* [Extrait du texte]
--------------------

Bureau du commissaire Edouard Coleman (reconstitution), 2017 - Photo © Yannick Vallet

Film : Un flic
Adresse : inconnue (16e arrondissement de Paris)

Si dans Le samouraï et Le cercle rouge, les lieux-refuges des héros sont de véritables lieux de vie - des appartements édifiés pour cette fonction - dans Un flic, le lieu-refuge de Coleman est en fait son bureau professionnel.
N'oublions pas que la première de ses interventions commence par ces mots « Chaque après-midi à la même heure, je commençais mon périple par la descente des Champs-Elysées. » Et avant ? Avant l'après midi, où est-il ? Que fait-il ? Où mange-t-il ? Où dort-il ? Où se lave-t-il ? On ne le saura jamais car son chez lui c'est son bureau, dans son commissariat. Peu importe où il vit, son adresse administrative n'a aucun intérêt car sa vie c'est son métier et uniquement son métier. Tout entier symbolisé par ce bureau.
L'antre de Coleman (au même titre d'ailleurs que la chambre de Costello) est le lieu où lui seul décide, le lieu où il est le patron, le lieu d'où part chacune de ses décisions que ce soit pour lui-même, comme dans le cas du Samouraï, ou comme ici lorsqu'il doit diriger son équipe. Le parallèle avec le bureau de Melville le cinéaste est, à ce titre, éloquent. Et le bureau-meuble inséré dans le bureau-pièce rappelle de manière troublante la plupart des grandes interviews qu'a pu donner le réalisateur. Car toutes commencent de manière identique : Melville, assis derrière son imposant bureau est en train de lire, d'écrire ou de téléphoner puis, comme s'il venait de signifier au journaliste qu'il était prêt, celui-ci commence son travail d'intervieweur.

--------------------

* [Extrait source]
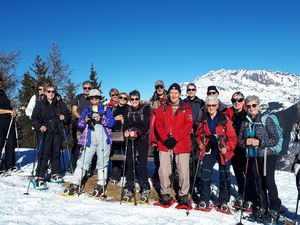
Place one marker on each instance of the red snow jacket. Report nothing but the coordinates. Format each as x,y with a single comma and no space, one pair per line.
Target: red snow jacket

--------------------

* [Liste des tâches]
**1)** Pouvez-vous recopier le texte sur le bureau de Coleman de « Film : Un flic » jusqu'à « son bureau professionnel. » inclus, en remplaçant « lieu-refuge » par « repaire » ?
**2)** Quelle suite donneriez-vous au texte sur le bureau du commissaire Coleman dans Un flic, en reprenant juste après sa dernière phrase ?

* [Résultats de l'exercice]
**1)**
Film : Un flic
Adresse : inconnue (16e arrondissement de Paris)

Si dans Le samouraï et Le cercle rouge, les lieux-refuges des héros sont de véritables lieux de vie - des appartements édifiés pour cette fonction - dans Un flic, le repaire de Coleman est en fait son bureau professionnel.

**2)**
Et dans Un flic c'est à peu prés la même chose. A chaque fois qu'on découvre Edouard Coleman au commissariat, celui-ci est assis à son bureau, en train de lire un document ou de l'annoter. Et même lorsqu'il n'y est pas encore mais qu'il entre dans la pièce (comme lors de l'arrestation de Costa), il se précipite sur sa chaise et s'y assoit, comme pour bien signifier qu'il est le boss.
Le créateur et sa créature, chacun dans leur univers, l'un réel, l'autre fictionnel, comme une image identique mais inversée de la vie :
« Mon univers personnel est un univers réel dans lequel entre, quand même, pour partie, un élément de spectacle, puisque mes murs, mes meubles et mon cadre, c'est ce que j'aime regarder. À partir du moment où je regarde, ce que je vois c'est du spectacle même si c'est immobile, même s'il n'y a pas d'auteur ; mais j'ai choisi des meubles, j'ai choisi des couleurs de mur, j'ai choisi des objets. Alors cet univers réel est à l'origine de mon univers irréel dans mes films puisque, et je ne le fais jamais exprès, on me l'a fait remarquer, on retrouve tellement souvent des éléments de décor sur mes plateaux, sur mes décors de films qui existent chez moi à l'état d'embryon quelquefois, ou à l'état d'intention. » [1]

[1] Jean-Pierre Melville interviewé par André S. Labarthe pour le documentaire Jean-Pierre Melville : portrait en neuf poses (Cinéastes de notre temps, 1971)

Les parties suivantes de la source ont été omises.